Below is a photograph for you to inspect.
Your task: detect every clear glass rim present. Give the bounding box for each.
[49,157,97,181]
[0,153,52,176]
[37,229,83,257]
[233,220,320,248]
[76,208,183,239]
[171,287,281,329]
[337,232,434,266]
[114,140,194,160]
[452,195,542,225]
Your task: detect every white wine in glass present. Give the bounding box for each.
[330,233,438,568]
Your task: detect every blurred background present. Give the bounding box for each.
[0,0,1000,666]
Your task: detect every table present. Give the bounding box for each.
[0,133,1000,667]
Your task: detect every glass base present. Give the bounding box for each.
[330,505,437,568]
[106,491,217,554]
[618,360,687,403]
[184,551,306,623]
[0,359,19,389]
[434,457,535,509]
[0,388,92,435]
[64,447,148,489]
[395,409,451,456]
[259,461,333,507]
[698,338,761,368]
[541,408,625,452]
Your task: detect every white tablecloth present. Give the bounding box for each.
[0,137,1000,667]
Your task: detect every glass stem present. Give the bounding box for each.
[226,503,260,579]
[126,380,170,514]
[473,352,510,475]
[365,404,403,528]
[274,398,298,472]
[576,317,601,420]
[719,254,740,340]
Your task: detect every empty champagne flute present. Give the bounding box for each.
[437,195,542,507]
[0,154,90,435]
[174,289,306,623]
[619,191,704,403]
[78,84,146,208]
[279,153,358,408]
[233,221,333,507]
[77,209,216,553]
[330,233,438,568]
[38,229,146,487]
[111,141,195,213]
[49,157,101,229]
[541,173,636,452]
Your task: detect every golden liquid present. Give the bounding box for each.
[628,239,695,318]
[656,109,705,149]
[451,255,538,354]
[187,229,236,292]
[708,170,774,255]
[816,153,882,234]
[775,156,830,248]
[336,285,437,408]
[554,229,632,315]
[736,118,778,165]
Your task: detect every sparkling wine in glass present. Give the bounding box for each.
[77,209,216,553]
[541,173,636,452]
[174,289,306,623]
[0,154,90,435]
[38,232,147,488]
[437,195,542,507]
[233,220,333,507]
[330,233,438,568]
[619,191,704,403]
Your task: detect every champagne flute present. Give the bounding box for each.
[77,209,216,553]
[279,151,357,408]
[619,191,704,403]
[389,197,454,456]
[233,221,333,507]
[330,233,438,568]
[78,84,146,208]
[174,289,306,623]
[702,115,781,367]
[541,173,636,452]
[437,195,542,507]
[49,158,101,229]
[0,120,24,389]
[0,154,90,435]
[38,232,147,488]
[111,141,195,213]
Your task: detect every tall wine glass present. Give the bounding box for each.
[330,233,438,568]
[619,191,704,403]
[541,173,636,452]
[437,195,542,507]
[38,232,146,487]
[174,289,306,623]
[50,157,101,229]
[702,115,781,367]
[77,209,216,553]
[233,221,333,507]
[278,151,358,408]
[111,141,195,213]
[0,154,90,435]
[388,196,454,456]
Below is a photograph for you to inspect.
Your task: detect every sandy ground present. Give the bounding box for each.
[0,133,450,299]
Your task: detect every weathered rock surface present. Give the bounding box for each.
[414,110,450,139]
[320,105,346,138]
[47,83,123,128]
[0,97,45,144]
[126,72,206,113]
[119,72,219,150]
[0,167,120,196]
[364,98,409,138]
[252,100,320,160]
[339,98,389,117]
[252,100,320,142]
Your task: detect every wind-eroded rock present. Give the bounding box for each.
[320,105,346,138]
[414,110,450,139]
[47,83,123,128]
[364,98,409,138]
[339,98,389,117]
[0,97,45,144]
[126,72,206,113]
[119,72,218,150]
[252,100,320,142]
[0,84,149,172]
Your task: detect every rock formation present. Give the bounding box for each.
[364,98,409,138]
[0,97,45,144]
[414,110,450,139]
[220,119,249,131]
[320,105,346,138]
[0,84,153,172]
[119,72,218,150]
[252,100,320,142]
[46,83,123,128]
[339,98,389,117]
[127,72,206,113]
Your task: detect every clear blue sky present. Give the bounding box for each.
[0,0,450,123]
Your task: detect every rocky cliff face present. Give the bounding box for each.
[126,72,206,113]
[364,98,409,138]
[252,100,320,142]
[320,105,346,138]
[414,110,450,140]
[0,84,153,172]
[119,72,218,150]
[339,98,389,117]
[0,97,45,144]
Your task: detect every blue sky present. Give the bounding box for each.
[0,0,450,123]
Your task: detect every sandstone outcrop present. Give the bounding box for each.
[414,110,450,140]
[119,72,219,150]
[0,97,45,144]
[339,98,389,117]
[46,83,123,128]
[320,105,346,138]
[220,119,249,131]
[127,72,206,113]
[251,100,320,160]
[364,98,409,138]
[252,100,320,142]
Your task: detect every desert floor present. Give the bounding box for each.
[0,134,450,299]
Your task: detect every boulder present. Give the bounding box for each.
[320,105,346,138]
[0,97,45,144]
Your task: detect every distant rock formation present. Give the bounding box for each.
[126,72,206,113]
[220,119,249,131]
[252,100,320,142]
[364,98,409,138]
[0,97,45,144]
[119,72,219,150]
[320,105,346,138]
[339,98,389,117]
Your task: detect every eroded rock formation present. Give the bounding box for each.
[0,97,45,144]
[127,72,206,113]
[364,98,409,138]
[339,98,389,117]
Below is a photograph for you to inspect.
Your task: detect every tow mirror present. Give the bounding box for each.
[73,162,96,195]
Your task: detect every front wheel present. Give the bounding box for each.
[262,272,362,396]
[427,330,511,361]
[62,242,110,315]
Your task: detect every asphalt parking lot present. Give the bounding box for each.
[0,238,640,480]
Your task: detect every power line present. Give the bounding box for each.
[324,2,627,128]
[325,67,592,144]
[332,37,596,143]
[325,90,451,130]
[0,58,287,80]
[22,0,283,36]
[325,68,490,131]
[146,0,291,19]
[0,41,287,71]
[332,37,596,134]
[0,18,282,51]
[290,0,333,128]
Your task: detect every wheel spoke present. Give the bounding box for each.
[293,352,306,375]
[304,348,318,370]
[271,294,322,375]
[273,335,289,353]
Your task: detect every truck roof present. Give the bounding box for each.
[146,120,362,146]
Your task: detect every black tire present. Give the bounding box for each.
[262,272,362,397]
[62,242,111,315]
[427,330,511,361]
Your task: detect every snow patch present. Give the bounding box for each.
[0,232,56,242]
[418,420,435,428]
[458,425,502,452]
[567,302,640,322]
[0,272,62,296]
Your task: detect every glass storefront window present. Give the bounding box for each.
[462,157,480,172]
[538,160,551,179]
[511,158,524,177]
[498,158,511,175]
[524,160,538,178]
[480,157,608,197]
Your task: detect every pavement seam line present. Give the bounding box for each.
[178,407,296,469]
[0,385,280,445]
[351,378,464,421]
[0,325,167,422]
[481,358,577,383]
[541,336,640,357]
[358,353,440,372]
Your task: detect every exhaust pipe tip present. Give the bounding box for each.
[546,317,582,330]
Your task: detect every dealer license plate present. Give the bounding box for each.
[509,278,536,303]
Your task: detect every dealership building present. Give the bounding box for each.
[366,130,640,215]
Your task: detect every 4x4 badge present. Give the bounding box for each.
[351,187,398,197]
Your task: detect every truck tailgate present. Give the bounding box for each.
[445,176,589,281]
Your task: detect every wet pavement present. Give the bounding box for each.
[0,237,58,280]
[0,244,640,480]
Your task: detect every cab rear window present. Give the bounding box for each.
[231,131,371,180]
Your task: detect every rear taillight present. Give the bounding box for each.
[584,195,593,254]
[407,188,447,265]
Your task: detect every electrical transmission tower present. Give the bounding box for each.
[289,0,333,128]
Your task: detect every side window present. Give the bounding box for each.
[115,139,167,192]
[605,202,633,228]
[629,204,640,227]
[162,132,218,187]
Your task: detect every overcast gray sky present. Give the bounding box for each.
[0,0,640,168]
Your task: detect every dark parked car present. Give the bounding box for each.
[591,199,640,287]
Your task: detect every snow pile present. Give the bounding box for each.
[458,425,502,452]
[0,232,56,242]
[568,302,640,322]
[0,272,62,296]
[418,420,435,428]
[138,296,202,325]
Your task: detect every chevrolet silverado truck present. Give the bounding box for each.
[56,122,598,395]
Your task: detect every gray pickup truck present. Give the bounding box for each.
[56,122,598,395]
.....
● DIRECTION
Update the items starting at the line that contains "Your task: detect every distant" and ending at the line that contains "[509,278,536,303]", changing "power line" to "utility line" and leaving all else as it stands. Reproduce only those lines.

● TASK ANSWER
Your task: detect every distant rock formation present. Give the bounding box for each.
[126,72,206,113]
[220,119,249,131]
[252,100,320,142]
[364,98,409,138]
[0,97,45,144]
[119,72,219,150]
[320,105,346,138]
[339,98,389,117]
Your task: detect every eroded rock formation present. Give the bounding box for each.
[0,97,45,144]
[127,72,206,113]
[364,98,409,138]
[339,98,389,117]
Below is a photograph for you to inspect.
Your task: detect every tow mirror present. Give the bounding box for each.
[73,162,96,195]
Your task: detect every front wheel present. Give the bounding box for each.
[262,272,362,396]
[427,330,511,361]
[62,242,110,315]
Your task: detect every asphalt parking lot present. Give the bounding box for each.
[0,238,640,480]
Your task: detect every utility line present. Give the bounding box for each.
[324,2,627,128]
[325,67,592,144]
[332,37,596,143]
[325,90,451,130]
[0,58,287,80]
[22,0,283,36]
[325,68,490,131]
[146,0,291,19]
[0,41,287,71]
[332,37,596,134]
[0,18,282,51]
[290,0,333,128]
Your task: detect every wheel spoke present. Give the bounding box for each.
[293,352,306,375]
[304,348,318,370]
[271,294,322,375]
[273,335,289,353]
Your task: detect every truck roof present. Give the bounding box for each.
[146,120,362,146]
Your task: detect every black tire present. Give the bounding box for each.
[262,272,362,397]
[62,242,111,315]
[427,330,511,361]
Your task: detect every snow patch present. Give the bounding box for each.
[0,232,56,242]
[418,420,435,428]
[458,425,502,452]
[567,302,640,322]
[0,272,62,296]
Your task: detect every glass storefront window present. Give the bounding box for each.
[462,157,480,172]
[538,160,551,179]
[511,158,524,177]
[498,158,511,175]
[524,160,538,178]
[480,157,608,197]
Your task: detect every pavement seam line present. Give the bounding box for each.
[178,407,296,469]
[0,385,280,445]
[351,378,464,421]
[0,325,167,422]
[481,358,577,383]
[541,336,640,357]
[358,353,440,372]
Your task: detect every exhaust pipe tip present. Give the bounding box for each.
[546,317,582,330]
Your task: detect every dealer license plate present. Give the bounding box for each.
[509,278,536,303]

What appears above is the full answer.